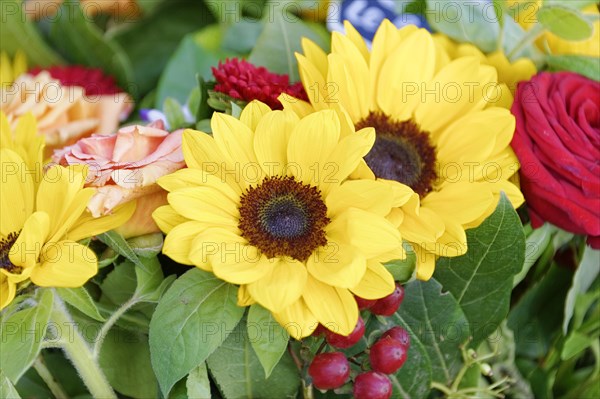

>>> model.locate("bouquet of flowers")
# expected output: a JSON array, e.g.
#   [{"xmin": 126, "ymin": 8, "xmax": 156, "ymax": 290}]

==

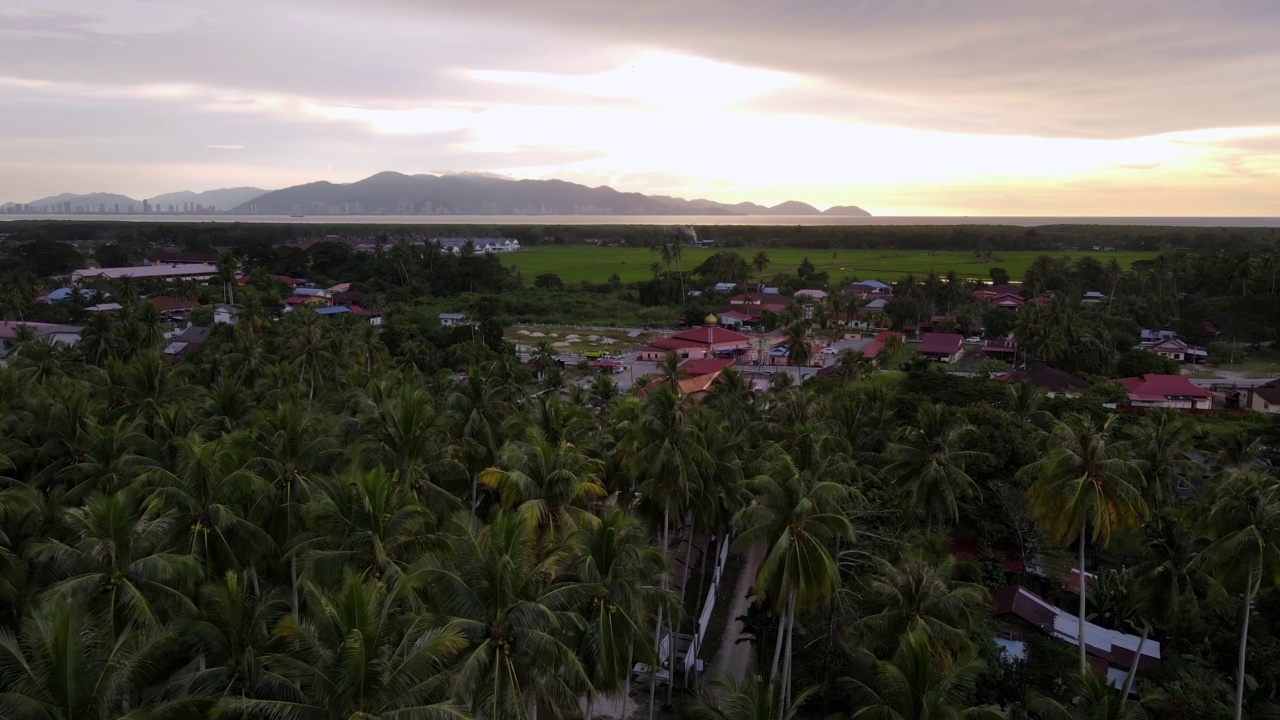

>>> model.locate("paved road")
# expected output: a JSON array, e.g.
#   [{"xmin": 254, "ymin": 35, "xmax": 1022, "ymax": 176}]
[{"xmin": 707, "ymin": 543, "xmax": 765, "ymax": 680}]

- _Problem description_:
Which lines of the material contain the string "xmax"? Return each of them in full.

- _Expected answer_:
#   [{"xmin": 126, "ymin": 8, "xmax": 156, "ymax": 290}]
#   [{"xmin": 254, "ymin": 35, "xmax": 1022, "ymax": 176}]
[{"xmin": 707, "ymin": 543, "xmax": 765, "ymax": 680}]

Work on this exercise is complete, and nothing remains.